**Supplied entries:**
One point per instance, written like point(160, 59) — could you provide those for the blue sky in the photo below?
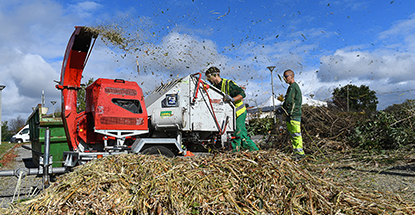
point(328, 44)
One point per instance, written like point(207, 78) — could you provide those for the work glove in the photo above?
point(228, 98)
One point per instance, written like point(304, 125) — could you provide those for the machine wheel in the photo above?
point(158, 150)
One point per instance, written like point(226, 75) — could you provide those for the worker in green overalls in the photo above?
point(235, 94)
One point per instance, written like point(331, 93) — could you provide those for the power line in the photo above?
point(391, 92)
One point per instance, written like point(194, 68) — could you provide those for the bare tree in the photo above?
point(16, 124)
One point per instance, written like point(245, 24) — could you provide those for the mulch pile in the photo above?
point(263, 182)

**Task to carry out:** Rewrite the data from its first line through the line containing "point(228, 98)", replacing "blue sky" with "clear sky" and leaving everything else unchanged. Leave the pictures out of your answer.

**Exercise solution:**
One point per instance, written like point(160, 59) — could you provide those for the clear sky in the photo below?
point(328, 44)
One point per instance, written like point(207, 78) — could you provide those for the work glove in the photo above?
point(228, 98)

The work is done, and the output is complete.